Fred Ribkoff has a Ph.D. in English with a specialization in drama. He teaches in the English (ENGL) and Interdisciplinary Expressive Arts (IDEA) departments at KPU. He teaches a variety of English courses as well as IDEA 1400: Explorations in Expressive Arts through Drama and Theatre and IDEA 3200: Theatre for Social Change.

A writer, actor, adapter, director, and producer of plays, he is the President and Artistic Director of 1001 Steps Theatre Society (https://www.1001steps.org/), an ensemble theatre troupe based in Surrey, B.C. Most recently, Fred adapted Henrik Ibsen’s Hedda Gabler—now called Hedda Gabler in SoHo—a play 1001 Steps will be staging at PAL Theatre in Vancouver in October 2020. In 2018, Fred and his colleague Paul Tyndall adapted the opening scene of Shakespeare’s King Lear and in March 2019 1001 Steps performed LEAR INC.: ACT 1, SCENE 1 in the KPU Spruce building atrium. Fred co-directed and played Lear alongside Paul’s Kent. In September 2019, 1001 Steps staged the full-length adaptation—LEAR INC.: ALL OR NOTHING—at The Cultch (Vancouver East Cultural Centre) Historic Theatre. Once again, Fred co-directed and played Lear. In September 2018, 1001 Steps performed his co-authored boxing themed adaptation of Shakespeare’s The Taming of the Shrew, entitled The Training of the Shrew, at the Vancouver Fringe Festival. Fred co-directed and played Baptista. He also co-authored and co-directed Jag and the American, a play based on short stories by Ernest Hemingway, which was staged at The Cultch Culture Lab in August 2016. In addition, he has directed various student productions of classic plays.

** Tasks to complete **
A. Return the part of the biography that starts at the words "Fred Ribkoff has" and stops after "for Social Change.".
B. Answer these questions from the biography:
(i) In which two departments at KPU does Fred Ribkoff teach?
(ii) Which character did he play in The Training of the Shrew?
(iii) Where was Jag and the American staged?

** Pointing records **
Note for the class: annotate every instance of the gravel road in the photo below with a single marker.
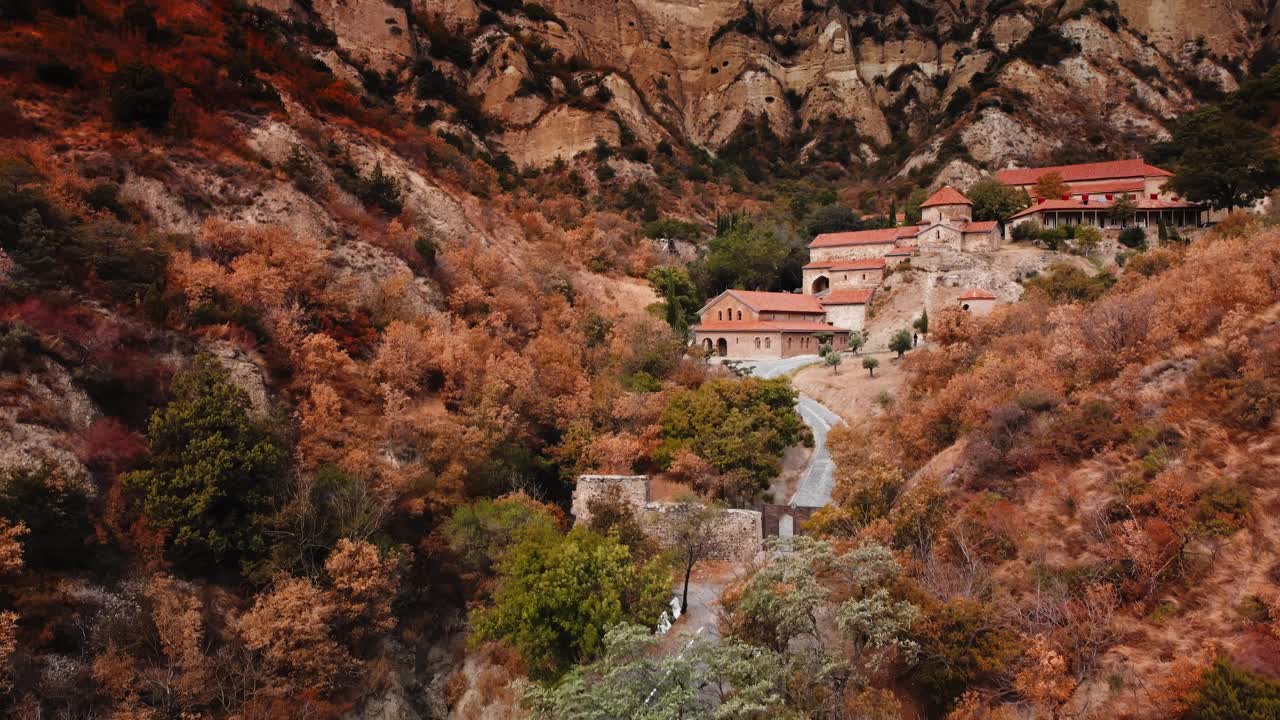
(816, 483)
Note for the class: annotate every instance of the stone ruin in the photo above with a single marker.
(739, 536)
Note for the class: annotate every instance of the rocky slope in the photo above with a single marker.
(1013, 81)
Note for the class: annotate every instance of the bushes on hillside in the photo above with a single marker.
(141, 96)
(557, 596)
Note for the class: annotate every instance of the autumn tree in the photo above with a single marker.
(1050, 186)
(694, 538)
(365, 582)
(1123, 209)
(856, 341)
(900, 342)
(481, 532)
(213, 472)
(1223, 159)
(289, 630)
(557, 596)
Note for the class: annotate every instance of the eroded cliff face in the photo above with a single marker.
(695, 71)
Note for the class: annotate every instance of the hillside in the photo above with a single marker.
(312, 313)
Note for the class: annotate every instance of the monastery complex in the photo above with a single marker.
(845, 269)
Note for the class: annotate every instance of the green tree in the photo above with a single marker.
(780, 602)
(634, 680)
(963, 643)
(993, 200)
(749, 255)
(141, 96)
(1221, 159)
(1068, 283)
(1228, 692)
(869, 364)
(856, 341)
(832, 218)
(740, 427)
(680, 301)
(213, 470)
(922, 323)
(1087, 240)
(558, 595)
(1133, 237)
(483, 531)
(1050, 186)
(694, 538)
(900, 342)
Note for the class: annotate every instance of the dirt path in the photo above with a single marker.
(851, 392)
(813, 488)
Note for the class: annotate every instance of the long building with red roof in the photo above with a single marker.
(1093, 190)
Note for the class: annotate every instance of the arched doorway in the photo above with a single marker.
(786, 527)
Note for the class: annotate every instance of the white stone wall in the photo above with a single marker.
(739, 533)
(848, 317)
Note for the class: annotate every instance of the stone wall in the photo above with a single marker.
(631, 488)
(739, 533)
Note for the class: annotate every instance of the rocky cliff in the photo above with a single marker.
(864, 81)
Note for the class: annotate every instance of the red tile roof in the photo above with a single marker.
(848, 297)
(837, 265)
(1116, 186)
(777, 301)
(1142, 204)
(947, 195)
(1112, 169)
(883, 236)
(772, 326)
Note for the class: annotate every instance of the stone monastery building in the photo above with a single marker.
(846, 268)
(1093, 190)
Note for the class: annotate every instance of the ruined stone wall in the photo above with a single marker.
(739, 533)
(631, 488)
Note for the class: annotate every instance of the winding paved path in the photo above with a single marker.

==

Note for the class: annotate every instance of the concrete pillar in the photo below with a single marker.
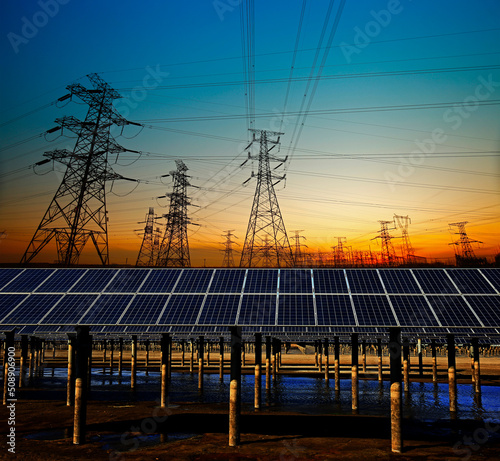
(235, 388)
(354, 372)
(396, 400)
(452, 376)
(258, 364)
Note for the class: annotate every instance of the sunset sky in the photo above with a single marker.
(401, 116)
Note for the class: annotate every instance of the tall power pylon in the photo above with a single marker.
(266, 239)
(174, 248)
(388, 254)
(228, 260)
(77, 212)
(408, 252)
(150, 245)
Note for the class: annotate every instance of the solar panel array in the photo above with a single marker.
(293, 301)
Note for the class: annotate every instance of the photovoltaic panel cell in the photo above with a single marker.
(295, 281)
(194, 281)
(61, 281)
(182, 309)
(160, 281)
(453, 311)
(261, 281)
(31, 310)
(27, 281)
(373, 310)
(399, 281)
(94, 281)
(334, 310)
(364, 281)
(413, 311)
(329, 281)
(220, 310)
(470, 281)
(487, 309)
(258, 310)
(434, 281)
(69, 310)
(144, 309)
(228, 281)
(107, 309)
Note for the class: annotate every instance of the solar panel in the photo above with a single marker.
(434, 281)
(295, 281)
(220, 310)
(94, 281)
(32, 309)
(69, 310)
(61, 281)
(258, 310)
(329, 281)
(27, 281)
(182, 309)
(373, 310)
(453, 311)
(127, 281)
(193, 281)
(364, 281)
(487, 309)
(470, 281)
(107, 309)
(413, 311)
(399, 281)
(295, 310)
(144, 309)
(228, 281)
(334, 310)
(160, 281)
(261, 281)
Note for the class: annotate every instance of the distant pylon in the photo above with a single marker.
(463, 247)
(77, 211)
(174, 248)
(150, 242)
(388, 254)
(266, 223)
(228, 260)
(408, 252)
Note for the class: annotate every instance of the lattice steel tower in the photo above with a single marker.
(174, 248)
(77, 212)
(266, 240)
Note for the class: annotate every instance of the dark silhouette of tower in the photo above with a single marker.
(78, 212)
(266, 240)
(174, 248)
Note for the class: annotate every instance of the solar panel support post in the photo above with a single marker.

==

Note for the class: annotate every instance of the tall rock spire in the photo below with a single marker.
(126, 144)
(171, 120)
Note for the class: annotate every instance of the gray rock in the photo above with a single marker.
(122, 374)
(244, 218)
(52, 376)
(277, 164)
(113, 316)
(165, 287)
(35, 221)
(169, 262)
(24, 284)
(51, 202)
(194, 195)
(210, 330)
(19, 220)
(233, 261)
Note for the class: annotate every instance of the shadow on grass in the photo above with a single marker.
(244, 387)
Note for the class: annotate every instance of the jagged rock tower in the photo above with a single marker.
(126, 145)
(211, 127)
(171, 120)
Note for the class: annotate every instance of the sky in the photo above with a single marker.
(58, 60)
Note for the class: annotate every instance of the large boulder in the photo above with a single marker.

** Answers to each task **
A.
Fred Ribkoff has a Ph.D. in English with a specialization in drama. He teaches in the English (ENGL) and Interdisciplinary Expressive Arts (IDEA) departments at KPU. He teaches a variety of English courses as well as IDEA 1400: Explorations in Expressive Arts through Drama and Theatre and IDEA 3200: Theatre for Social Change.

B.
(i) English (ENGL) and Interdisciplinary Expressive Arts (IDEA)
(ii) Baptista
(iii) The Cultch Culture Lab